══ Supplied material
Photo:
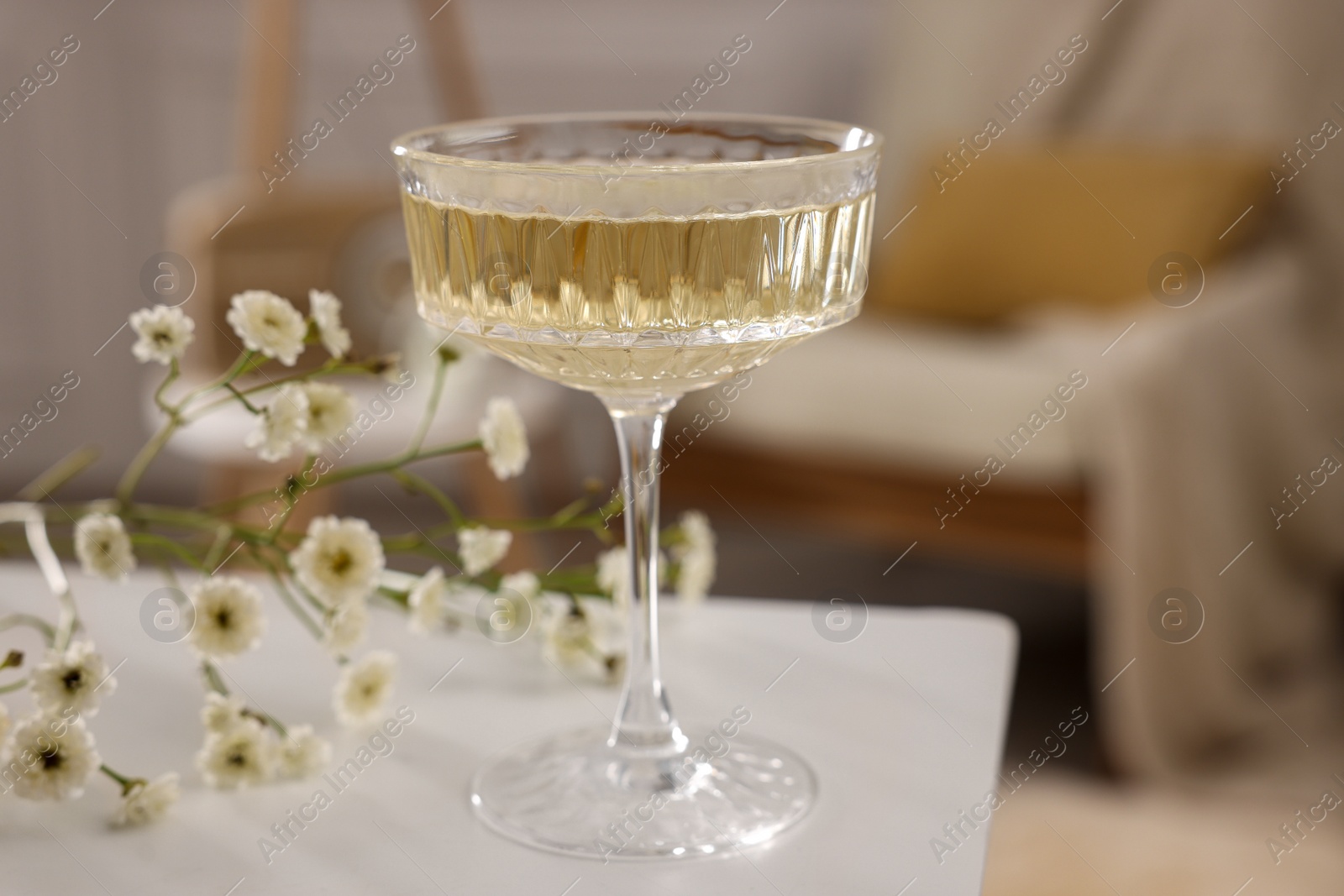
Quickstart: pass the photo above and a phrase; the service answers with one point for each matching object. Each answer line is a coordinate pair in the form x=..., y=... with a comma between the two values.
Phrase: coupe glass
x=640, y=259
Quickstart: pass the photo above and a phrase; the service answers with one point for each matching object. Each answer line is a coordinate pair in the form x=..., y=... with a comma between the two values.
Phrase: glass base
x=575, y=794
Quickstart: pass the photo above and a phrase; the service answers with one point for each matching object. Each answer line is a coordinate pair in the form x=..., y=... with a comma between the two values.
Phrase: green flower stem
x=223, y=537
x=436, y=392
x=248, y=360
x=315, y=629
x=131, y=479
x=252, y=409
x=215, y=683
x=174, y=372
x=277, y=527
x=349, y=473
x=190, y=519
x=213, y=680
x=329, y=369
x=60, y=473
x=170, y=546
x=47, y=631
x=127, y=783
x=417, y=483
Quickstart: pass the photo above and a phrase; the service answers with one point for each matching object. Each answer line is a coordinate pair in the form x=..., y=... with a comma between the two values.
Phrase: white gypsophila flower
x=268, y=324
x=239, y=757
x=564, y=634
x=165, y=333
x=302, y=754
x=504, y=438
x=222, y=714
x=365, y=688
x=104, y=547
x=53, y=758
x=281, y=423
x=390, y=369
x=481, y=548
x=586, y=636
x=339, y=559
x=524, y=584
x=696, y=558
x=228, y=617
x=613, y=575
x=76, y=679
x=331, y=410
x=427, y=602
x=346, y=627
x=326, y=311
x=147, y=801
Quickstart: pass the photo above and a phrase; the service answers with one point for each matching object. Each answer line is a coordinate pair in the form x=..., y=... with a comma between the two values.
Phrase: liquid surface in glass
x=644, y=307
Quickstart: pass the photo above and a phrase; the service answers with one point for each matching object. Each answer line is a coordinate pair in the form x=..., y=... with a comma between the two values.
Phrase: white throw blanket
x=1203, y=416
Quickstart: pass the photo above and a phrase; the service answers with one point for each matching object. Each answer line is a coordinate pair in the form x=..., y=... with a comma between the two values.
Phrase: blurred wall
x=145, y=107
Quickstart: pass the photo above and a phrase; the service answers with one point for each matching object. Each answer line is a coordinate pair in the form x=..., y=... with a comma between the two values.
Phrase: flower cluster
x=329, y=574
x=246, y=747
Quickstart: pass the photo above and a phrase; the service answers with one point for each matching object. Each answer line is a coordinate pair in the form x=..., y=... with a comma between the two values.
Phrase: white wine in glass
x=640, y=259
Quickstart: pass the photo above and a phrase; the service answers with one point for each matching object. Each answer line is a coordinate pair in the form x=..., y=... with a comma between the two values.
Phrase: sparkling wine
x=656, y=305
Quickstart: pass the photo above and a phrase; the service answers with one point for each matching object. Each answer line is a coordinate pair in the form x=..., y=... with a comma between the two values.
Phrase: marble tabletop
x=902, y=718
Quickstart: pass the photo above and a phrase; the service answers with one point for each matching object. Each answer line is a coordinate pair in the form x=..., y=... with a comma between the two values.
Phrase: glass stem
x=644, y=718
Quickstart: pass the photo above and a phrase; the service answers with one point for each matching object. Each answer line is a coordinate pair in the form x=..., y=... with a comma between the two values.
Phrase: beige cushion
x=1082, y=224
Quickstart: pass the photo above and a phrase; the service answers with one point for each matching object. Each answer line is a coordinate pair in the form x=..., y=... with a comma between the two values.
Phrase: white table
x=900, y=752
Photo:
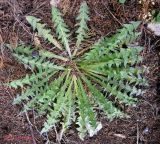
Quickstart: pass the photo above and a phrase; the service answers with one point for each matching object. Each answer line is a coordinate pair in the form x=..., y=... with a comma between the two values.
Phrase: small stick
x=30, y=126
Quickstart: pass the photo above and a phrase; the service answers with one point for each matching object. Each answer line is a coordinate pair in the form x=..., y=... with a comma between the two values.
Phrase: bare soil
x=143, y=126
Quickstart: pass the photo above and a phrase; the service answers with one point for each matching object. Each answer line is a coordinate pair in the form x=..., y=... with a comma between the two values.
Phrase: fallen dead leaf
x=120, y=135
x=1, y=62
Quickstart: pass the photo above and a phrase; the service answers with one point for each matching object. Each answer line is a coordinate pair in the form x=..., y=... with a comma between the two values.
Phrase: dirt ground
x=143, y=127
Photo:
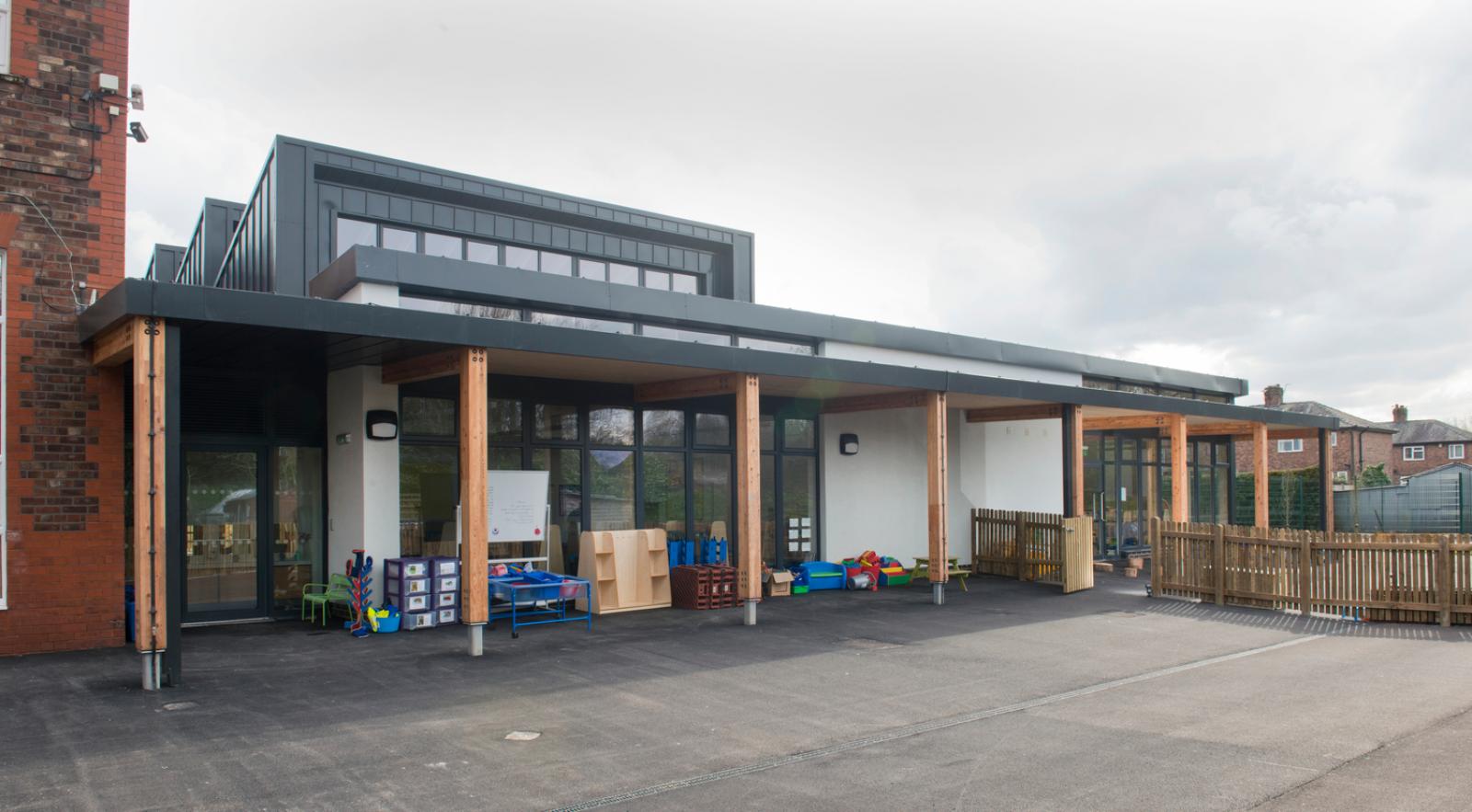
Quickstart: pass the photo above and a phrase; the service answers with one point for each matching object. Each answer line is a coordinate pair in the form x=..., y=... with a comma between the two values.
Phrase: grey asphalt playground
x=1010, y=696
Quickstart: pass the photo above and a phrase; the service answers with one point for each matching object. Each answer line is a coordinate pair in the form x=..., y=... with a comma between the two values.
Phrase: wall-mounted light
x=383, y=424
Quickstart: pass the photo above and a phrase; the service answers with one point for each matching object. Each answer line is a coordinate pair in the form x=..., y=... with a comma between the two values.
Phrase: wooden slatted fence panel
x=1358, y=576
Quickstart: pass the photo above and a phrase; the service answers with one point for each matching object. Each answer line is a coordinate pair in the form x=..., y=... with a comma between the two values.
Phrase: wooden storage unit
x=627, y=569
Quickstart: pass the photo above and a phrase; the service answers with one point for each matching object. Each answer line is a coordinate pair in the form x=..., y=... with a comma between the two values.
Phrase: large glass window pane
x=664, y=427
x=564, y=470
x=657, y=280
x=505, y=419
x=767, y=345
x=443, y=245
x=623, y=274
x=488, y=253
x=613, y=488
x=427, y=417
x=429, y=490
x=684, y=282
x=557, y=264
x=769, y=512
x=799, y=502
x=460, y=308
x=220, y=532
x=713, y=429
x=664, y=492
x=694, y=336
x=799, y=434
x=554, y=421
x=401, y=238
x=713, y=492
x=581, y=323
x=505, y=458
x=296, y=556
x=524, y=259
x=355, y=233
x=589, y=269
x=611, y=427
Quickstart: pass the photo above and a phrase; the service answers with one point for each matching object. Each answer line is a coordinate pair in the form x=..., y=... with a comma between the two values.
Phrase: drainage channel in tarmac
x=920, y=728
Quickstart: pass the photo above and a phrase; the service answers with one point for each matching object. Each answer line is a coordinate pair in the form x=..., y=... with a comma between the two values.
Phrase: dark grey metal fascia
x=453, y=277
x=142, y=297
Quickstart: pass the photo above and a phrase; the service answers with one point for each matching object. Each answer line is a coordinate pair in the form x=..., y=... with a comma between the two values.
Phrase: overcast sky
x=1278, y=191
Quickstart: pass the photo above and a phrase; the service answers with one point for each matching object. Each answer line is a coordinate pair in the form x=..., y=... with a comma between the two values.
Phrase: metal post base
x=152, y=669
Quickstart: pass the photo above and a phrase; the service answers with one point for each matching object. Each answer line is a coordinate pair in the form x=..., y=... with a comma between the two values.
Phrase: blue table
x=523, y=598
════
Task requirements:
Update all of the items by replacing "service" with "tool", keeping everything else the same. Leave the pictures out of your answer.

Response:
Photo:
Quickstart: pass the photo above and a phrase; the tool answers with one point for each matching object. Each answer line is a coordinate pair in the form x=..., y=... with a comma between the two values.
Phrase: coupe glass
x=640, y=259
Quickstart: pass the photo above and a phrase; the tool answers with one point for each matching object. Each answer line is a coordinate pair in the form x=..., y=... with a comma between the two values.
Phrase: glass base
x=575, y=794
Quickstart: pass the photo above and a phrase; the tool answers with one point for each matching object. Each answer line is a coordinate pair in the form x=..., y=... with a comma between the two values.
Phrase: green flower stem
x=223, y=537
x=436, y=392
x=248, y=360
x=315, y=629
x=131, y=479
x=252, y=409
x=215, y=683
x=174, y=372
x=277, y=527
x=349, y=473
x=190, y=519
x=213, y=680
x=329, y=369
x=60, y=473
x=170, y=546
x=47, y=631
x=127, y=783
x=417, y=483
Quickstart: pass the photo above and a phrase; the tool answers with one point for each matching object. Each answer line is a coordinate pair in the form x=..., y=... with a comma between the two values.
Phrase: white gypsophila flower
x=268, y=324
x=239, y=757
x=564, y=634
x=165, y=333
x=302, y=754
x=504, y=438
x=222, y=714
x=365, y=688
x=104, y=547
x=53, y=758
x=281, y=423
x=390, y=369
x=481, y=548
x=586, y=636
x=339, y=559
x=524, y=584
x=696, y=558
x=228, y=617
x=613, y=575
x=76, y=679
x=331, y=410
x=427, y=602
x=346, y=627
x=326, y=311
x=147, y=801
Quickstart: pass the photo above and a phrase; the tool answers with one point for each matching object. Each answer line is a coordinate pair in the form x=..., y=... with a comma between the two values.
Phrase: liquid surface in glass
x=644, y=307
Quickstart: pass the photo above and a phrase; the tool answers with one point for each matching object. Each answer line is a coordinate pair in the form x=..., y=... with a comma between the two values.
Phrase: white throw blanket
x=1203, y=416
Quickstart: pass the photo above and a phrase; the tool answers with one point for each matching object. Each answer line is a coordinate pair in the form x=..., y=... with a comma between the two values.
Phrase: blurred wall
x=145, y=107
Quickstart: pass the photo above and a phrase; the tool answers with one point for each matching object. Each answer line is a coordinate pair in the form x=..., y=... with a comma between the two values.
Phrase: flower cluster
x=329, y=574
x=246, y=747
Quickstart: pass the photo above and a phrase; the tool answers with one point for each matching object. Each answer line is a coordinate pair in the form x=..., y=... with a comma between the two values.
Phrase: white wine in glass
x=640, y=259
Quickstart: pass the photo above and a phrase; the tool answers with one point for each matching object. Each answer line is a coordinate pair in the form x=..., y=... with a comma between the two values.
Phrase: sparkling wine
x=656, y=305
Quickstart: pass the photo above and a phrase; the tool answers with one point for each matching object. Each answer line is a coordinate pair in the form x=..., y=... with a comma between the two values.
Phrase: marble tabletop
x=902, y=718
Quickstart: pass the photo above and a phrase; the tool answers with one point for each matching object. Each answer line is a coordinate pair in the form x=..., y=... with a comma between the two values.
Phrase: glass stem
x=644, y=718
Quickstart: pass the photo above and a phrase; the tool answers with one point for each matching object. Each answer line is a coordinate pair in the form x=..., y=... with a comma between the two values.
Phrase: beige cushion
x=1082, y=224
Quickstart: pass the photo above and a phrase; the tool answers with one point for each matching object. Each answer line is a coordinate pair in the form x=..., y=... with a comma between the two values.
Phrase: white table
x=900, y=752
Photo:
Quickstart: pass the photo above and a phrase; the tool answers with one point for each matching object. Each answer line is a coordinate pair in the form x=..., y=... with a comma between the two values.
Phrase: small stick
x=30, y=126
Quickstart: pass the photo above and a phrase; the tool answers with one point for each matching object. Each answer line is a coordinate pair in the form x=..., y=... with a comma between the two values.
Phrase: bare soil
x=143, y=126
Quickstart: pass the photo above and a phrase; the tool answers with one point for each matching object. Each answer line is a coordinate pair in the form x=..., y=... with a comma between the two values.
Phrase: fallen dead leaf
x=120, y=135
x=1, y=62
Quickstart: pass the photo above and a phrase; the tool answers with one point for each matching object. Each answer line is a coordinate pair in the form x=..., y=... with a comma between the two values.
Phrase: dirt ground
x=143, y=127
Photo:
Quickstart: pass the photo above and a phrase; the tool answers with one point for each matching object. Each answer line is a coordinate pair in the form x=..., y=... with a comma between the two values.
Phrase: grey asphalt playground
x=1010, y=696
Quickstart: pass the photo above and a phrase; the tool answers with one point for each matching object. Each answer line is a coordinate pair in the form x=..., y=... with a comma between the two values.
Phrase: wall-mounted light
x=383, y=424
Quickstart: pass the photo above and a phrase; the tool answers with one point for each matching object. Each answer line is a coordinate pair in the form x=..., y=... with a comma between the two values.
Phrase: wooden slatted fence panel
x=1358, y=576
Quickstart: pass the photo above and a phrase; the tool answers with one point for each matching object. Each answer line is a coordinate pair in the form x=..., y=... with a comma between the two values.
Phrase: wooden storage unit
x=627, y=569
Quickstart: pass the photo above and a phrase; the tool answers with one point for each matching object. Each answer line is a coordinate pair in the form x=..., y=... with a comma between the two values.
Phrase: large glass window pane
x=664, y=427
x=564, y=470
x=657, y=280
x=505, y=419
x=767, y=345
x=443, y=245
x=623, y=274
x=488, y=253
x=613, y=488
x=427, y=417
x=429, y=490
x=684, y=282
x=557, y=264
x=769, y=512
x=799, y=502
x=460, y=308
x=220, y=532
x=713, y=429
x=664, y=492
x=694, y=336
x=799, y=434
x=554, y=421
x=401, y=238
x=713, y=492
x=581, y=323
x=505, y=458
x=296, y=556
x=524, y=259
x=355, y=233
x=589, y=269
x=611, y=427
Quickstart: pass the photo above and a phrase; the tool answers with one point for each matching object. Each answer line is a coordinate pair in the form x=..., y=... with a comma between the two values.
Phrase: drainage channel in tarmac
x=920, y=728
Quickstart: pass the photo above and a phrase; the tool answers with one point for each matching object. Each answer line is a coordinate pair in the form x=..., y=... with a comma between the two values.
Phrase: dark grey metal fascia
x=453, y=277
x=142, y=297
Quickstart: pass the photo above and a phrase; the tool answers with one point for each matching object. Each answer line is a coordinate pair in the form x=..., y=... with a comma between the two values.
Phrase: overcast sky
x=1278, y=191
Quickstart: pass the photo above and a phrase; the tool answers with one point for each matching object. Each answer line is a coordinate pair in the form x=..., y=... with a comma between the two values.
Phrase: metal post base
x=152, y=669
Quickstart: pass the photo above and a phrase; the tool answers with one point for each matching object. Each answer line is a coordinate pair in the form x=..., y=... with a comma between the two values.
Phrase: blue table
x=523, y=598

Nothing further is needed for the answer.